Extrait fourni ->
Le débat parlementaire sur la Loi de santé débute. La politique de prévention y occupe une place centrale. Cette loi de santé publique propose ainsi de nouvelles mesures pour lutter contre le tabagisme, et mettre ainsi en œuvre le Programme national de réduction du tabagisme (PNRT) annoncé par la ministre de la santé, Marisol Touraine. Elle doit instaurer le paquet neutre, un paquet standardisé où le nom de la marque sera limité à une inscription de taille définie, dont la couleur sera la moins attractive possible, et sur lequel apparaîtront des avertissements sanitaires : un message et une image sur les méfaits du tabac. Les objectifs sont de supprimer cet élément de publicité que constitue le paquet et poursuivre le travail engagé de « dénormalisation » de ce produit, considéré comme celui en vente libre le plus toxique pour la santé. Chaque année, 73 000 personnes meurent du tabac. Il s’agit de la première cause évitable de décès. Simone Veil (1976) puis Claude Evin (1991) ont contribué à réduire de manière drastique la publicité en faveur du tabac.
Parts de marché
Parlons clair, si les marques usent de la publicité, c’est que cela produit des gains de notoriété et des comportements d’achat, des parts de marché, et donc génère des revenus et des profits. La publicité en faveur du tabac subsiste en France, de manière insidieuse, portée par au moins quatre vecteurs : au cinéma (il est fréquent de voir apparaître à l’écran des marques de cigarettes), chez les buralistes (où, comme l’a montré une excellente étude du Comité national de lutte contre le tabagisme, des publicités illicites sont exposées), sur Internet (Facebook, YouTube, etc.) et enfin à travers le paquet de cigarettes, le « vendeur muet ». Le design de la marque sur les paquets reste un vecteur et marqueur publicitaire important pour les jeunes, les femmes, les fumeurs ; chaque marque ayant sa cible. Quand on sait qu’un fumeur d’un paquet par jour expose à son entourage 20 fois la marque par jour, soit 7300 fois par an – et comme 13 millions de personnes fument, cela fait quand même beaucoup d’occurrences en faveur du produit… L’autre objectif du paquet neutre est de poursuivre le travail de « dénormalisation » du tabac, c’est-à-dire de jouer sur l’image du tabac pour le rendre non attractif.

Consigne -> Prolongez l'extrait ci-dessus sur le paquet neutre de cigarettes en reprenant juste après sa dernière phrase.

Entrées présentées ->

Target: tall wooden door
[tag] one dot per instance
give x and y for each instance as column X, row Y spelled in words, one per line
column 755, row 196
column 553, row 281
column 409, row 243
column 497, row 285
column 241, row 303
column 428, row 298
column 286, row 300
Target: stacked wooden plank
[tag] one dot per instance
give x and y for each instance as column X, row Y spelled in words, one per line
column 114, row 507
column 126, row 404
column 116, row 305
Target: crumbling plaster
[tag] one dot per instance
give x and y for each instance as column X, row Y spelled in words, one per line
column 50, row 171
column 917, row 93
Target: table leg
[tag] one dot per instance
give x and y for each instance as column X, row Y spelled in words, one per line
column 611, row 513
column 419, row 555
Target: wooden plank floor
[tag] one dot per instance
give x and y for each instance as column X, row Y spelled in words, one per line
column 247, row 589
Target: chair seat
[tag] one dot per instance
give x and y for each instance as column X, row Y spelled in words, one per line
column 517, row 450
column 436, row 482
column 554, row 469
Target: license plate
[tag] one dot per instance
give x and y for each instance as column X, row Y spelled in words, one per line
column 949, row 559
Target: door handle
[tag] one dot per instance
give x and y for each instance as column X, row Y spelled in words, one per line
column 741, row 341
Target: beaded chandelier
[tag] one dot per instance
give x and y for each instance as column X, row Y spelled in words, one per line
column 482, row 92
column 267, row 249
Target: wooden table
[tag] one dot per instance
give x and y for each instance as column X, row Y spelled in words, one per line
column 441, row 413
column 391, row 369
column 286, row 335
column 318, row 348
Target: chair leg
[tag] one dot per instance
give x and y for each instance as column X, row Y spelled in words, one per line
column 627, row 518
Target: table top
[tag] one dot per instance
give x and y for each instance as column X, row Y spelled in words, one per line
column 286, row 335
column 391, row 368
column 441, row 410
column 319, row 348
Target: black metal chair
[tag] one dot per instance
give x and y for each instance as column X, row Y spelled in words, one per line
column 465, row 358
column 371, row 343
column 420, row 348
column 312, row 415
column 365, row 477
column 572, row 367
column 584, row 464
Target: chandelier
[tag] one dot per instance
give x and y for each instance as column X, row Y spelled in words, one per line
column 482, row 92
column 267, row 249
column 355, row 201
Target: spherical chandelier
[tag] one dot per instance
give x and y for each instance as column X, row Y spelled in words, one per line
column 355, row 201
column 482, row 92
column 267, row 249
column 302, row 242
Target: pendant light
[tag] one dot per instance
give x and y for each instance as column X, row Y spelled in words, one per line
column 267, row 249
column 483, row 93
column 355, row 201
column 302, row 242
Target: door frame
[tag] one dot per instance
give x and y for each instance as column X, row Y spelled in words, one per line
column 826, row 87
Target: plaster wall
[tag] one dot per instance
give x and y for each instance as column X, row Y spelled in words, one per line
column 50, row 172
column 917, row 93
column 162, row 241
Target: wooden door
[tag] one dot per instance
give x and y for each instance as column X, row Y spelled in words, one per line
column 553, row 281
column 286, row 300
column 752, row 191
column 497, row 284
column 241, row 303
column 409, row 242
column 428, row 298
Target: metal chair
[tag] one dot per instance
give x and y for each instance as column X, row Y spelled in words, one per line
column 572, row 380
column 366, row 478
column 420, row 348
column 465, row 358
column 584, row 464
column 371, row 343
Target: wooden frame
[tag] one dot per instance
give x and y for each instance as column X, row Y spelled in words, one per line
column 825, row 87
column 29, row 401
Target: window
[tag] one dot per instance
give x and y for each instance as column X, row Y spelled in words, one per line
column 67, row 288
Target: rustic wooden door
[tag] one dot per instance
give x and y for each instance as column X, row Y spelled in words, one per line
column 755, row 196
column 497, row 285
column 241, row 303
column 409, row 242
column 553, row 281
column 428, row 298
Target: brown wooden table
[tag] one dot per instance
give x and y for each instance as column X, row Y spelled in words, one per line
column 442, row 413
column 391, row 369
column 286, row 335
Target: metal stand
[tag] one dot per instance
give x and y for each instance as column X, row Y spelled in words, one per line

Votre réponse ->
La politique de lutte contre le tabagisme est constante dans ce domaine depuis la loi Evin : fumer dans un transport en commun, au restaurant, pendant un cours n’est plus accepté, ni imaginable au XXIe siècle en France. Cependant, l’image du tabac est loin d’être « dénormalisée » dans notre pays : les terrasses des cafés sont devenues des lieux quasi exclusivement fumeurs, certaines lois sont peu respectées (interdiction de vente de cigarettes aux mineurs, publicités illicites sur les lieux de vente, etc.), un tiers de la population fume, et l’essor de la cigarette électronique a clairement permis une certaine forme de revalorisation de la tabagie à travers la promotion du vapotage. Ce n’est pas pour rien que la ministre de la santé souhaite encadrer cette publicité et interdire le vapotage dans les écoles, les transports collectifs, les espaces clos de travail, car il ne faut pas que la cigarette électronique devienne le nouveau vecteur d’une publicité en faveur des produits du tabac. Au moment du vote de la Loi de santé, le débat se cristallise sur l’efficacité du paquet neutre, les uns le considérant comme inefficace, les autres comme très efficace.